### DOCUMENT SEGMENT
:::

This has led to a global debate about how we manufacture and dispose of plastics. The Scottish government announced that it is to host an international conference in 2019 to discuss action on marine litter. It’s ideal territory for any government seeking to be regarded as edgy and cool on this year’s fashionable cause. No one could disagree with its aims and purpose and, more importantly, nothing that emerges from it will commit anyone to spending money or risking the growth of emerging industries.

Perhaps soon our marine technology will have advanced to the stage where we can actually interpret what whales and dolphins are saying and begin to solicit their views on the subject. These creatures are believed to possess remarkable intelligence. If we reached the stage where we could converse with them, perhaps we could appoint some of them as environment tsars in western governments: that would sort the wheat from the chaff in all the chattering about human impact on the health of marine life.

As the debate about our slatternly disposal of plastics was raging down on Earth we were all acclaiming a fresh addition to the garbage dump swirling above us in space. The billionaire car manufacturer Elon Musk launched one of his Tesla Roadsters to Mars in a rocket produced by his company, SpaceX. According to people who know about this stuff, it was the biggest and most powerful rocket launched since the Apollo series and Saturn V. We further learned that the rocket, the Falcon Heavy, uses 27 Merlin rocket engines to develop 22,819kN of thrust. I’m assured that this can carry a 64-tonne payload into low Earth orbit or geosynchronous orbit: more than sufficient for propelling a sports car to Mars. I won’t pretend I understand the science but let’s just say that Musk won’t be getting invited to address an environmental summit in the near future.

:::

### RECORDED INFORMATION
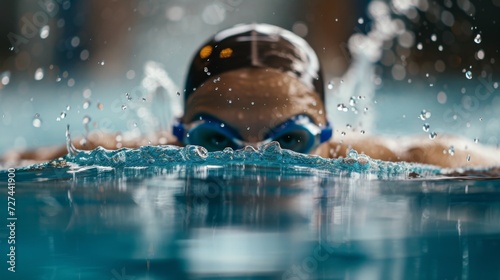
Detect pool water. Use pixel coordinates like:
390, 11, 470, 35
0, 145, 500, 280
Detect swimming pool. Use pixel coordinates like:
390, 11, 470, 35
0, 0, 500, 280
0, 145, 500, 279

:::

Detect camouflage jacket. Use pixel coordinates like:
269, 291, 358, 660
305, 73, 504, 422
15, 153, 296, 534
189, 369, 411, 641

:::

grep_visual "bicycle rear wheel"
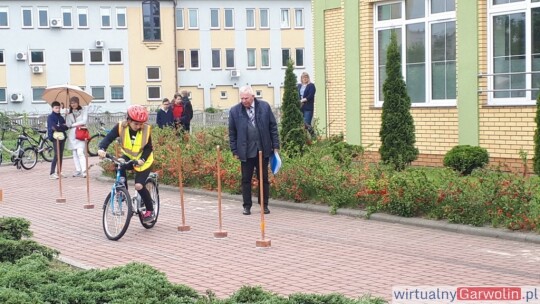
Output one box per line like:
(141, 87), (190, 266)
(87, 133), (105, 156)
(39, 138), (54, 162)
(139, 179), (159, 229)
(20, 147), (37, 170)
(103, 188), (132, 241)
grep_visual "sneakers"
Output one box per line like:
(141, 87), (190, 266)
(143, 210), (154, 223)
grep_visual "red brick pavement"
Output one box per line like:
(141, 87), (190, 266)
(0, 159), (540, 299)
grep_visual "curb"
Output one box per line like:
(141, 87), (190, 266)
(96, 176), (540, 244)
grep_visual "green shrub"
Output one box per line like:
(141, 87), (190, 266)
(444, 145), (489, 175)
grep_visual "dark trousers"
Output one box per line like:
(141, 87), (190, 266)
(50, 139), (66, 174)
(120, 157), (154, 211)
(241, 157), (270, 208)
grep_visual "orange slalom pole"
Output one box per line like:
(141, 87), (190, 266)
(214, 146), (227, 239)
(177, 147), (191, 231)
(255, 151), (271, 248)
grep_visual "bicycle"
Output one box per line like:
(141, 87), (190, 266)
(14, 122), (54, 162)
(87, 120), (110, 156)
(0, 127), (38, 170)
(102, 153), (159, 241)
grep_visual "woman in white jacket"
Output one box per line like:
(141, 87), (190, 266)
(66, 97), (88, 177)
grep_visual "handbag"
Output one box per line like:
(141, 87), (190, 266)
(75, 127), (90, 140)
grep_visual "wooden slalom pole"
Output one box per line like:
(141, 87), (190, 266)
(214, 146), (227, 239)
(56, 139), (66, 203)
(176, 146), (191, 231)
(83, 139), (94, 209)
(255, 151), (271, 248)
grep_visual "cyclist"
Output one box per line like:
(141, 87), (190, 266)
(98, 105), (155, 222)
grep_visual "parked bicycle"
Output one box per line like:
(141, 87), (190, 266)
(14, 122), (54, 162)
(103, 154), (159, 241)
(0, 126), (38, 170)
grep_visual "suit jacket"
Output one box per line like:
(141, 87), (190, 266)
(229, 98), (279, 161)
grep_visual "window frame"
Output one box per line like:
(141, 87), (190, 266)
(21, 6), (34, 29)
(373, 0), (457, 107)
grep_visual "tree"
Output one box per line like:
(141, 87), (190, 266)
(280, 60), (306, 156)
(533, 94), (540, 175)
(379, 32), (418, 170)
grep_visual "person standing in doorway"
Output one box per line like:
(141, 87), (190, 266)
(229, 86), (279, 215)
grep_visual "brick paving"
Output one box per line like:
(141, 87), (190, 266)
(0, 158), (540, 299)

:::

### YOUR OBJECTIVE
Edit the plastics text from "This has led" to "of emerging industries.", inclusive, and write it out with "marine litter" changed to "ocean waste".

### TASK ANSWER
This has led to a global debate about how we manufacture and dispose of plastics. The Scottish government announced that it is to host an international conference in 2019 to discuss action on ocean waste. It’s ideal territory for any government seeking to be regarded as edgy and cool on this year’s fashionable cause. No one could disagree with its aims and purpose and, more importantly, nothing that emerges from it will commit anyone to spending money or risking the growth of emerging industries.